[DOCUMENT SECTION — start]

Unemployment reached a historic peak at 10.8% in December 1982, according to the U.S. Bureau of Labor Statistics. (The data goes back only to 1948.) During the Great Recession, it reached as high as 10% in October 2009.

Hale fears if the pandemic drags on, unemployment rates could reach new heights. And naturally, that’s likely to hurt home sales.

“The scale of the decline is unlike anything we’ve seen before. Things were great, unemployment rates were near historic lows, we had fantastic numbers of jobs being added, construction was increasing, [and] home sales hit a 13-year high,” says Hale. “We’re going to go from almost record-low unemployment to record-high unemployment in a matter of months—which has never been seen before.”

Home sales are likely to fall—will prices follow?

With so many newly unemployed, a drop-off in home sales in the coming months is pretty much inevitable. Homes are already being pulled off the market as it becomes harder to execute sales and closings in a time of social distancing. And this could affect prices.

It won’t just be those who lost their jobs who put off home purchases.

[DOCUMENT SECTION — finish]
[INFORMATION SHOWN — start]

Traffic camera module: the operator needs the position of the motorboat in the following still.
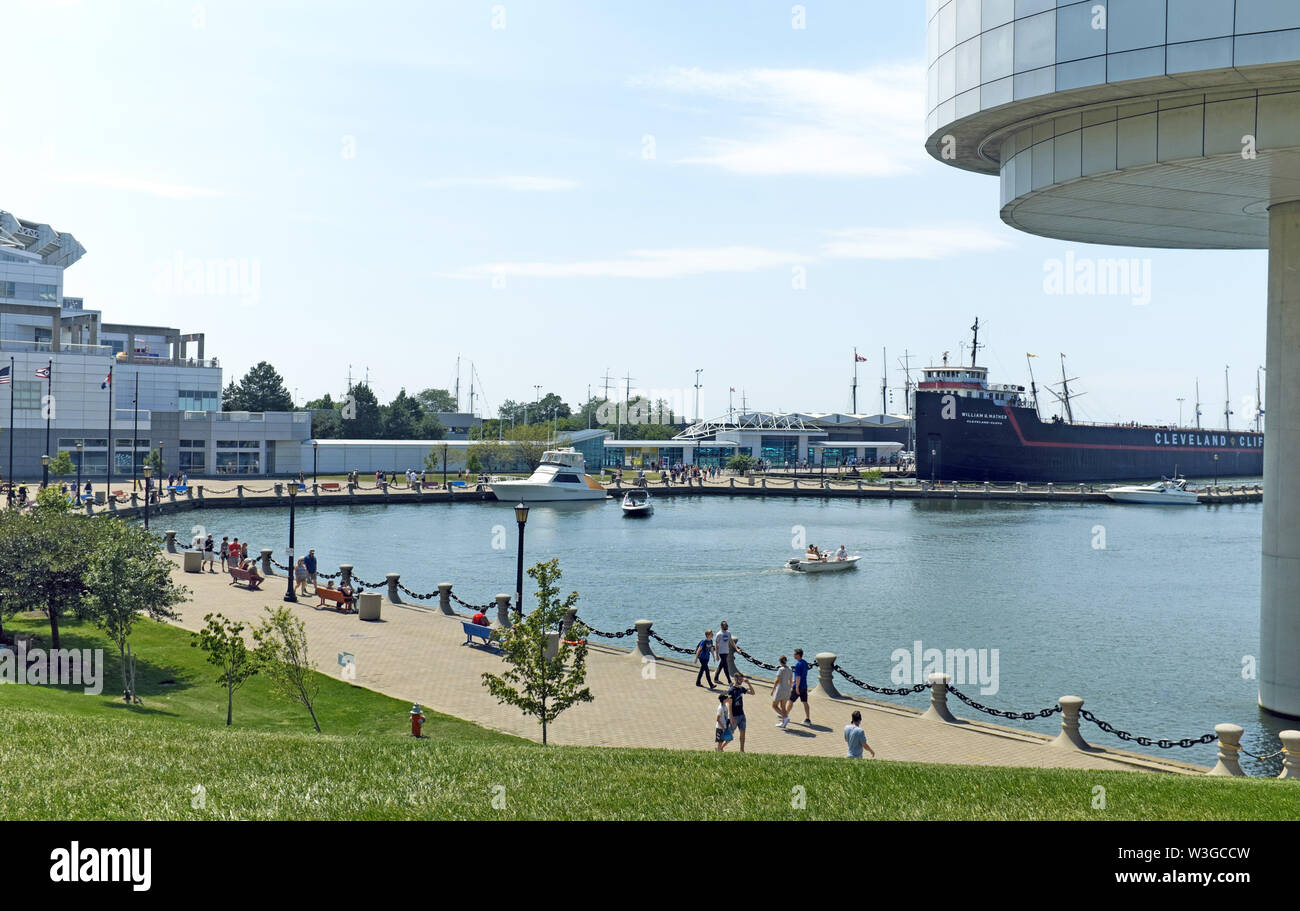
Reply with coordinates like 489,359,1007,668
1106,478,1201,506
488,447,608,503
623,490,654,517
785,554,862,573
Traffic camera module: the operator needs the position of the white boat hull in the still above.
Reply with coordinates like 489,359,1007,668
785,556,862,573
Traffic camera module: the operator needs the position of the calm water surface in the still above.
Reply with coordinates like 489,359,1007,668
202,496,1294,773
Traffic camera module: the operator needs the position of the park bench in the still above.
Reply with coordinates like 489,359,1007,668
316,589,356,613
230,567,261,591
460,620,493,648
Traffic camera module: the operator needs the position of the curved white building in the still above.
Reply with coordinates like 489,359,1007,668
926,0,1300,716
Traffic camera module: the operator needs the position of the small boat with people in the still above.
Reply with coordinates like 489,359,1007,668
623,490,654,517
785,545,862,573
1106,478,1201,506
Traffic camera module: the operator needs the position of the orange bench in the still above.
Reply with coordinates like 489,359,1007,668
316,589,356,613
230,567,261,591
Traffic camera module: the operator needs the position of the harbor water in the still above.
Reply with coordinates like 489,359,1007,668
205,486,1279,775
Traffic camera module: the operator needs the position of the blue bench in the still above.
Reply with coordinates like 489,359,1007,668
460,621,494,648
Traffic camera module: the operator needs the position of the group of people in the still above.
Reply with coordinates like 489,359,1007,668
696,620,876,759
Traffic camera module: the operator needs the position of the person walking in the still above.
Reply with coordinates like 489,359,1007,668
696,629,715,689
725,671,754,752
714,620,732,686
714,693,735,752
785,648,813,728
844,711,876,759
772,655,794,728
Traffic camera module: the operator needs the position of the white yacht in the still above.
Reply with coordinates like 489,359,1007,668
488,447,608,503
1106,478,1201,506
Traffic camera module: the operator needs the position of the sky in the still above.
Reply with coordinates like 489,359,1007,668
0,0,1266,426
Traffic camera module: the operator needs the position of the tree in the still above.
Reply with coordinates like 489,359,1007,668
482,560,593,746
415,389,458,415
83,520,189,704
190,613,259,728
49,450,77,476
221,361,294,411
339,383,382,439
506,424,567,470
252,607,321,734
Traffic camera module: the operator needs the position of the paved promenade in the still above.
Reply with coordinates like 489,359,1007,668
159,555,1205,773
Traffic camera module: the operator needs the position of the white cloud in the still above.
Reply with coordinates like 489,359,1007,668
462,246,811,278
420,175,581,192
60,173,226,199
633,62,927,177
822,225,1011,260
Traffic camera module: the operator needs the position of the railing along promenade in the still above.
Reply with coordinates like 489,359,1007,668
164,530,1300,780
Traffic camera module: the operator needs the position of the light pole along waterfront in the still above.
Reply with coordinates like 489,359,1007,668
918,0,1300,717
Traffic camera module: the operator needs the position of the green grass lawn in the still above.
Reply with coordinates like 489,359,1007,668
0,620,1300,820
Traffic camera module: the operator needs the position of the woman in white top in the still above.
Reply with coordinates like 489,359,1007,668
772,655,794,728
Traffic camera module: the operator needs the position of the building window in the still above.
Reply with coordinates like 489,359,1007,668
13,379,42,411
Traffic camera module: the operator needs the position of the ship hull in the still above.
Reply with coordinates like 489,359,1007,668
915,391,1264,483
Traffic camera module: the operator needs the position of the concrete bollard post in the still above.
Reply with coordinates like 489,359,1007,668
1209,724,1245,777
920,673,958,724
1052,695,1092,750
632,620,655,661
1278,730,1300,780
813,651,844,699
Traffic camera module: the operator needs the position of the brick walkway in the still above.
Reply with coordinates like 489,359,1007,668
169,555,1206,773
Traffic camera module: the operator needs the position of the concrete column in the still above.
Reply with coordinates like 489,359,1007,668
1210,724,1245,776
632,620,655,661
813,651,844,699
1052,695,1092,750
1260,201,1300,717
1265,727,1300,778
920,673,957,724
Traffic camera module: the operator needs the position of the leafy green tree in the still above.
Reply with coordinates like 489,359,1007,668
49,450,77,476
339,383,382,439
415,389,456,415
252,607,321,734
82,520,189,704
190,613,257,728
221,361,294,411
482,560,593,746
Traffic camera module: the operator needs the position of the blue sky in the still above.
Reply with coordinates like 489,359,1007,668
0,0,1266,422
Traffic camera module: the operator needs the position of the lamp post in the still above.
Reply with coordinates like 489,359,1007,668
285,483,298,604
140,463,153,532
515,500,528,617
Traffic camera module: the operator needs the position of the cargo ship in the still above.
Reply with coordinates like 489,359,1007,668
913,320,1264,483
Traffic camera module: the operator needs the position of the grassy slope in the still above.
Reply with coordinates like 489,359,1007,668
0,622,1300,819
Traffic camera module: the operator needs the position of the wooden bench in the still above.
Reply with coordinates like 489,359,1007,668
316,587,356,613
230,567,261,591
460,620,494,648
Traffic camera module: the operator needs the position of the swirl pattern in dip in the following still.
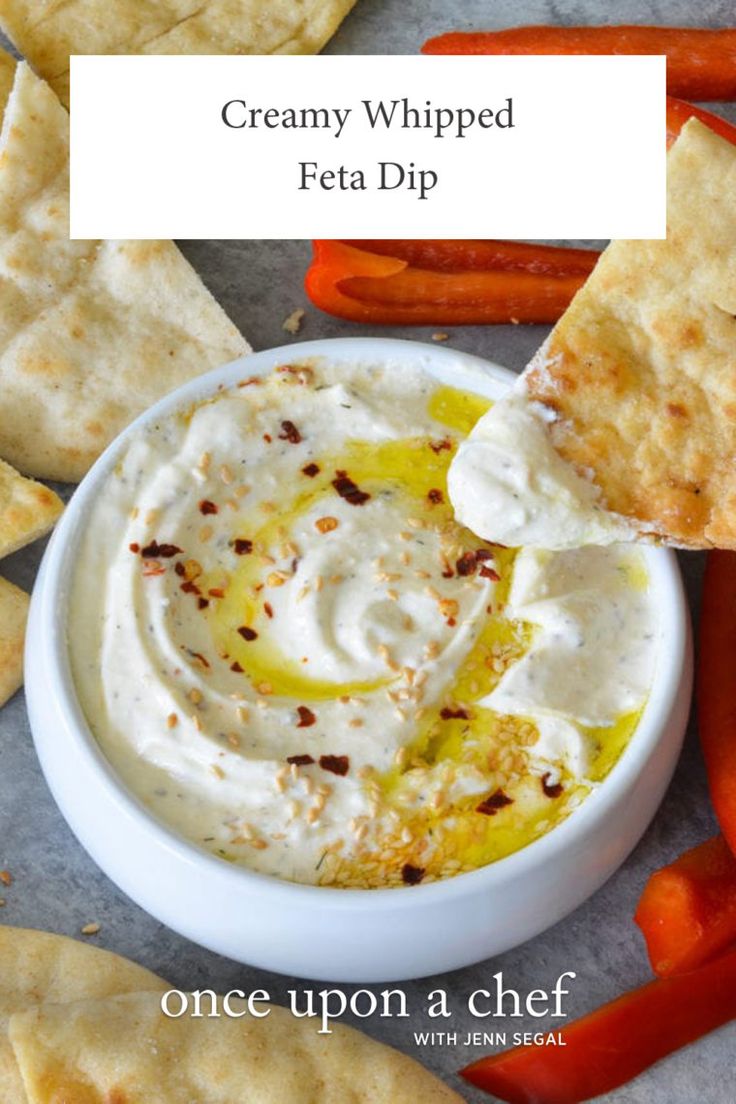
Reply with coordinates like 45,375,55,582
70,361,658,887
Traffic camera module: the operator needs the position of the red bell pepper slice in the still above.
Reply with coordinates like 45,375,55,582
422,25,736,99
306,240,598,326
634,836,736,977
666,96,736,149
697,550,736,854
461,951,736,1104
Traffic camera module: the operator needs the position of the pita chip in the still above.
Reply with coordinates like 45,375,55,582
0,460,64,556
0,927,167,1104
0,63,249,482
449,119,736,549
0,578,31,706
9,992,461,1104
0,49,15,115
0,0,355,104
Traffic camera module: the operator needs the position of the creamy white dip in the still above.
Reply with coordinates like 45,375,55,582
68,361,659,885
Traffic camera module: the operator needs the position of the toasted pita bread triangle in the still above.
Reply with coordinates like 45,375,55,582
0,460,64,556
9,992,460,1104
0,578,31,707
0,49,15,116
0,927,166,1104
525,119,736,549
0,0,355,104
0,64,248,481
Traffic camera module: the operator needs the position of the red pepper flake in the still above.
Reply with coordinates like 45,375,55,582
140,541,182,560
541,771,564,797
320,755,350,775
476,789,514,817
332,471,371,506
278,421,302,445
143,563,167,578
429,437,452,453
402,862,427,885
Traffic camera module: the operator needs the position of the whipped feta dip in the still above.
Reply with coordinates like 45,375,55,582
68,359,659,888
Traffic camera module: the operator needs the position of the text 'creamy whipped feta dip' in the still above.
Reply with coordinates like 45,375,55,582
70,360,659,887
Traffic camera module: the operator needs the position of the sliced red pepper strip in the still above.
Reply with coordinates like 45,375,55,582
461,951,736,1104
666,96,736,149
306,240,598,326
422,25,736,99
634,836,736,977
697,550,736,854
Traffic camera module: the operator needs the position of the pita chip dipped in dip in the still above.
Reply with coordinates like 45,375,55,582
448,119,736,549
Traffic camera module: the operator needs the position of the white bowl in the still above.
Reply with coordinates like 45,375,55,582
25,338,692,983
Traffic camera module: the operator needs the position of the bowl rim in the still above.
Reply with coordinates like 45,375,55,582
31,337,690,912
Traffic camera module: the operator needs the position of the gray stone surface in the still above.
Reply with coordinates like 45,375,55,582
0,0,736,1104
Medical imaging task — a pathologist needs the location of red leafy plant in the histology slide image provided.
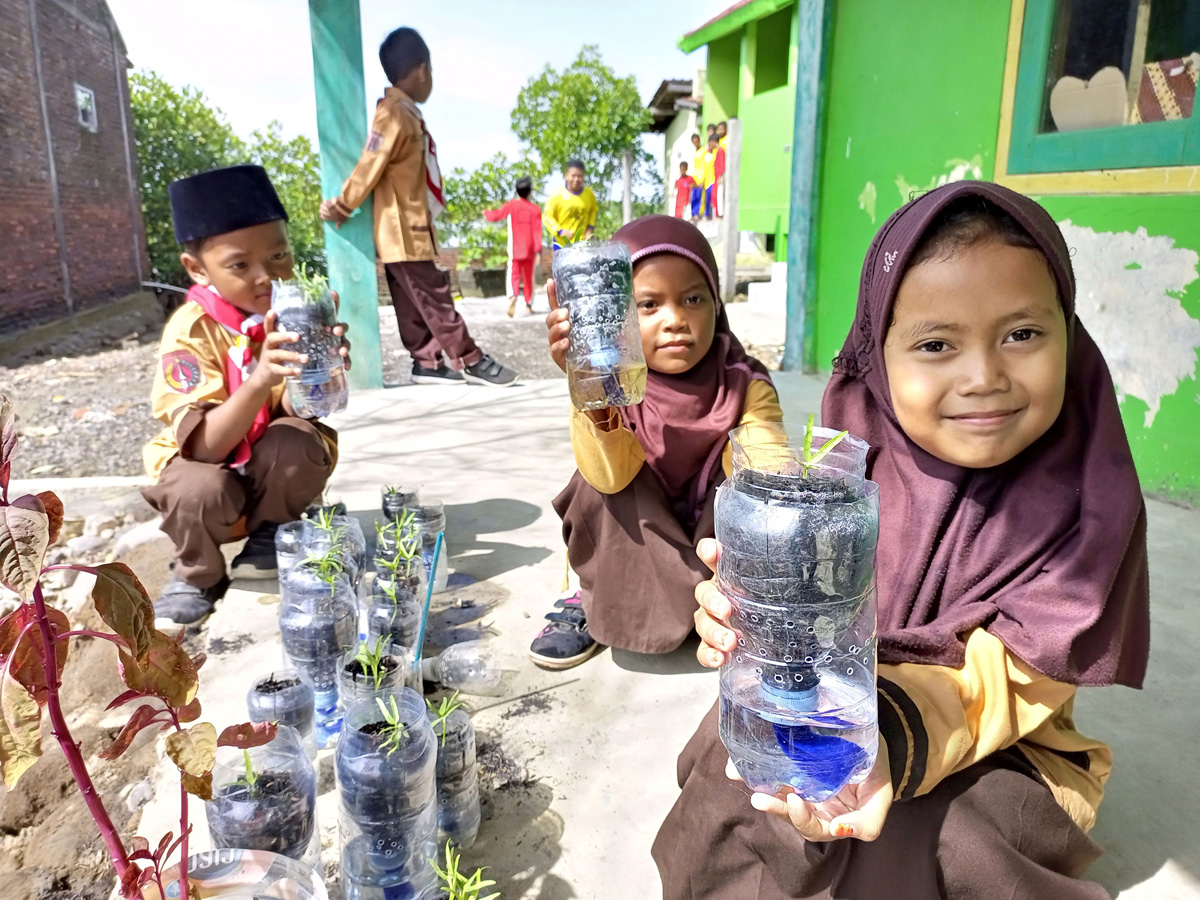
[0,396,275,900]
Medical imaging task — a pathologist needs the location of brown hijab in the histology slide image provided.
[613,216,770,526]
[822,181,1150,688]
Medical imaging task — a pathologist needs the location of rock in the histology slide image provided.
[83,512,121,536]
[67,534,104,557]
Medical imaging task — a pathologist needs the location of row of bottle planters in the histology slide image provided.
[206,671,480,900]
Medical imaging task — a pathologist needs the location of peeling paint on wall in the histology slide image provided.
[858,181,877,224]
[896,154,983,203]
[1058,220,1200,428]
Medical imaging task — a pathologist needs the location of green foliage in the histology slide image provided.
[438,154,545,269]
[430,841,500,900]
[130,70,325,286]
[512,44,662,206]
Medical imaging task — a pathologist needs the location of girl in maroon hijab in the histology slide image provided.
[529,216,782,668]
[654,182,1150,900]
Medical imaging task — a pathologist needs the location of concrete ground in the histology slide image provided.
[63,300,1200,900]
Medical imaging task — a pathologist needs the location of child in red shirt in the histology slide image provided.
[676,162,698,218]
[484,178,541,317]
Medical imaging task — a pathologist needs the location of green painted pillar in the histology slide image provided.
[308,0,383,389]
[784,0,833,372]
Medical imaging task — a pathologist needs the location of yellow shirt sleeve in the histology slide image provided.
[877,628,1112,829]
[335,103,404,216]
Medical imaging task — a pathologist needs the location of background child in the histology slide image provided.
[654,181,1150,900]
[542,160,600,250]
[320,28,517,386]
[529,216,782,668]
[676,162,696,218]
[484,178,541,317]
[142,166,349,625]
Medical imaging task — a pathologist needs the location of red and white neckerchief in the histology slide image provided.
[400,100,446,218]
[187,284,271,469]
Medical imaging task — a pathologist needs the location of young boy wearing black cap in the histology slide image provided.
[142,166,349,625]
[320,28,517,386]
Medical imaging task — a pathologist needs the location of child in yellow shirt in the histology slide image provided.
[529,216,782,668]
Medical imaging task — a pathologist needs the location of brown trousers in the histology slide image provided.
[554,466,716,653]
[652,706,1109,900]
[384,259,484,368]
[142,416,334,588]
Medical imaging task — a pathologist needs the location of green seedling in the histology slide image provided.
[800,413,850,478]
[425,691,462,746]
[430,841,500,900]
[376,695,408,756]
[354,635,388,690]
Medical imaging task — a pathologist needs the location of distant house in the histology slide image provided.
[647,78,704,215]
[0,0,149,334]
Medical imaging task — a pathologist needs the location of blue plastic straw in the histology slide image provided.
[413,532,445,674]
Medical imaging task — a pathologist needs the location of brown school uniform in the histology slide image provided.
[142,302,337,588]
[554,380,782,653]
[334,88,484,368]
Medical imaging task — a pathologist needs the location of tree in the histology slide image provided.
[130,71,244,286]
[512,44,661,206]
[130,71,325,287]
[250,121,325,275]
[438,154,544,269]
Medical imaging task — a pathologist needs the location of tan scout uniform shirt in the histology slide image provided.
[334,88,437,263]
[142,301,287,480]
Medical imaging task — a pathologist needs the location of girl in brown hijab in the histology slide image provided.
[529,216,782,668]
[654,182,1148,900]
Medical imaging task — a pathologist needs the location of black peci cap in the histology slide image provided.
[167,166,288,244]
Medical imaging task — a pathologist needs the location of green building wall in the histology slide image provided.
[811,0,1200,504]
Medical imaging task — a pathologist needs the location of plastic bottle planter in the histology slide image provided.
[275,520,304,582]
[379,485,420,520]
[716,425,878,802]
[554,242,646,409]
[271,277,349,419]
[367,580,421,649]
[246,668,317,757]
[337,638,416,709]
[413,500,450,594]
[280,557,358,746]
[204,726,320,864]
[430,709,481,850]
[335,688,438,900]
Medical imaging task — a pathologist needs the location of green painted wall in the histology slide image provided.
[811,0,1200,503]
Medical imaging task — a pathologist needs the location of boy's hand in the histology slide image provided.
[320,200,349,228]
[546,278,571,372]
[251,310,308,389]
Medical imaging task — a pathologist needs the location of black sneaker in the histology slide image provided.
[229,522,280,581]
[462,353,517,388]
[154,575,229,629]
[529,592,600,668]
[413,362,467,384]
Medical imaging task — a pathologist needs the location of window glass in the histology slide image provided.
[1040,0,1200,132]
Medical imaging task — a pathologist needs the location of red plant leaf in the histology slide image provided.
[100,706,162,760]
[88,563,154,662]
[0,494,50,601]
[0,672,42,790]
[0,604,71,707]
[37,491,64,544]
[175,697,200,722]
[104,691,146,709]
[0,396,17,491]
[217,722,276,750]
[116,631,199,709]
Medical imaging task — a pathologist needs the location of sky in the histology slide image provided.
[108,0,733,181]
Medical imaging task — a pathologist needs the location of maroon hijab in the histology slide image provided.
[613,216,770,526]
[822,181,1150,688]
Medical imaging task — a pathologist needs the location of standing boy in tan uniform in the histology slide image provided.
[320,28,517,386]
[143,166,349,625]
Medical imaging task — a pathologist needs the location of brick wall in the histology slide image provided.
[0,0,149,334]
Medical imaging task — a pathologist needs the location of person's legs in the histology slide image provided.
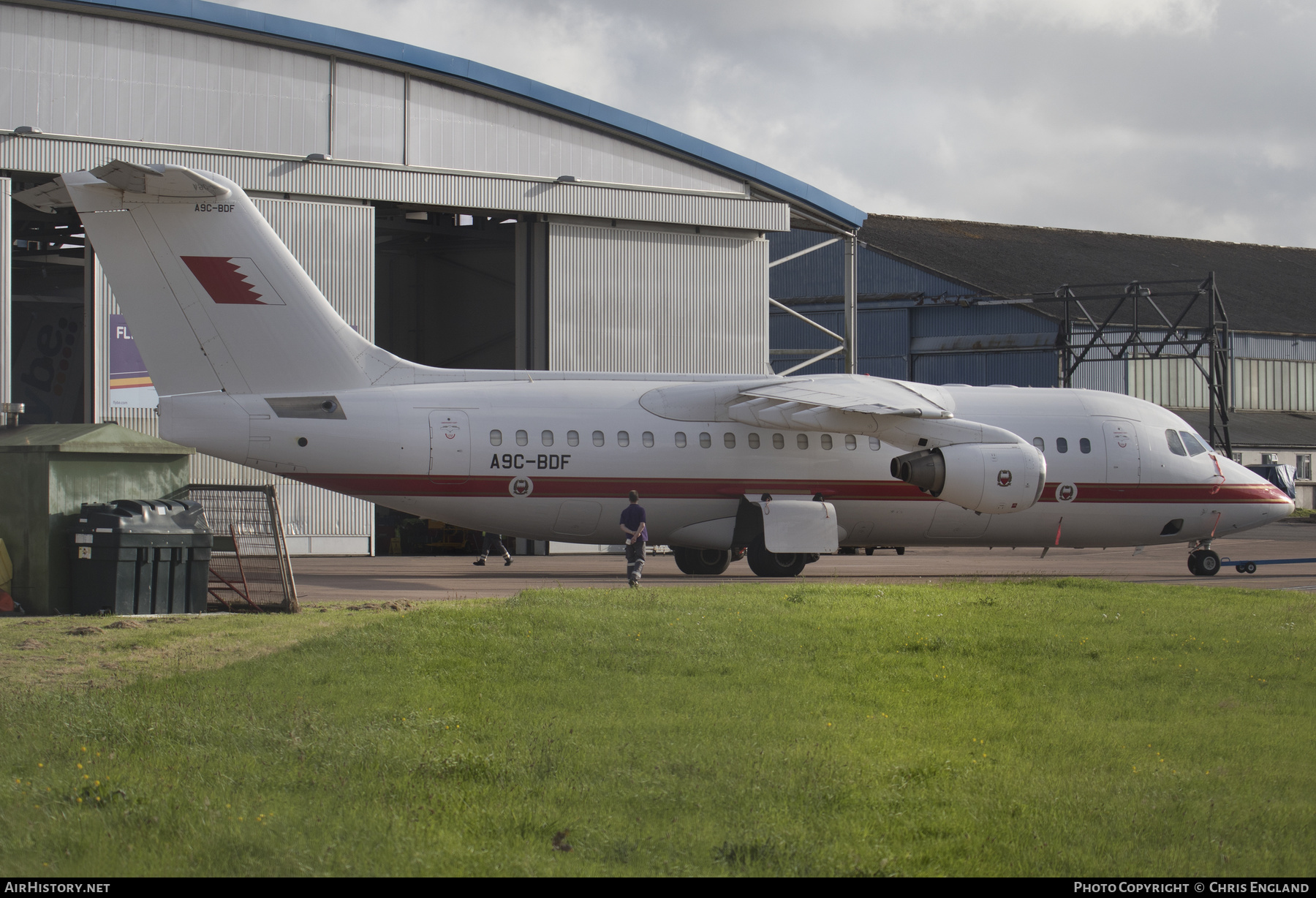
[627,540,645,586]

[INFORMATION SHOWN — finish]

TASK PROMPT >> Extend the passage on pandemic unemployment and home sales, picking up after its final sentence.

ANSWER SPACE >>
“Buyers are thinking about income and job security today but also for the long run. They’re usually financing a home over 30 years,” says Hale. “If they feel the risk is there for them to lose their job, it may make them more hesitant to make a major purchase like buying a home.”

Fewer buyers doesn’t automatically mean that prices will fall to the levels they reached after the housing bust in the mid-2000s. Around the time of the Great Recession, there was an overabundance of homes for sale, thanks to overzealous builders who had put up more homes than there were buyers and an influx of foreclosures and short sales.

This time around, there is a severe shortage of homes on the market. And that could help to stabilize prices, preventing any plunges in value.

“If both sellers and buyers are hesitant to get into the market, you’re not going to see the massive buildup of inventory that forces prices down,” says Hale.

However, some real estate experts have predicted small declines until the pandemic is over. Ken H. Johnson, a real estate economist at Florida Atlantic University in Boca Raton, expects prices to drop between 5% and 10%—if that much.

“The homes that do sell will sell at a deep discount” during the height of the pandemic, he says.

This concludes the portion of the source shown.